--- What is needed ---
Lines to be reproduced exactly: the one that holds "base in this photo." and all those after it through the end of the data. Include no others.

[Saved entries]

Content starts

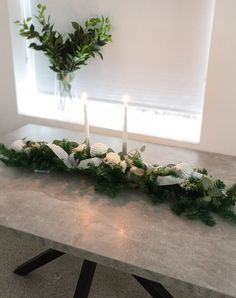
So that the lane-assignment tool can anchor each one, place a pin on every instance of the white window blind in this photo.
(159, 54)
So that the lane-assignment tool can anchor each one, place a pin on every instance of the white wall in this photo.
(219, 122)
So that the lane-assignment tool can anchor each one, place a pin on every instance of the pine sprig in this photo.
(194, 198)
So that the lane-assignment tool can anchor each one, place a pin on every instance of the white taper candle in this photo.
(86, 124)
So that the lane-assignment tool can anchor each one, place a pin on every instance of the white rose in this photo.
(80, 148)
(137, 171)
(113, 158)
(98, 149)
(36, 145)
(17, 145)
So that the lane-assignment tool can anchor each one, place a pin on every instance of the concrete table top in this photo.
(127, 233)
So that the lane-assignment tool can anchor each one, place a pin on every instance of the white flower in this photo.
(197, 175)
(98, 149)
(183, 170)
(80, 148)
(36, 145)
(84, 164)
(137, 171)
(112, 158)
(123, 165)
(17, 145)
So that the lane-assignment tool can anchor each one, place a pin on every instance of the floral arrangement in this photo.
(66, 52)
(189, 192)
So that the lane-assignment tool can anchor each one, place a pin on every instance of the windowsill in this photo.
(158, 123)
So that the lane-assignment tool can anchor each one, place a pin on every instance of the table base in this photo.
(155, 289)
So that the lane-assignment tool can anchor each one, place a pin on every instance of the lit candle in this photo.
(86, 125)
(125, 130)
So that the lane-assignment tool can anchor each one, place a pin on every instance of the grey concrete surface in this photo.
(128, 233)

Content ends

--- Reply ---
So that the lane-assignment tool can anchor each one, place a pin on every instance of the table base in this photo.
(155, 289)
So that the lane-assignment tool can anchor each one, place a pin on every instance of the lit candle in this photo.
(86, 125)
(125, 130)
So that the lane-assignment tool can anchor each one, place a pin on every instance of the grey concrete surface in this photo.
(128, 233)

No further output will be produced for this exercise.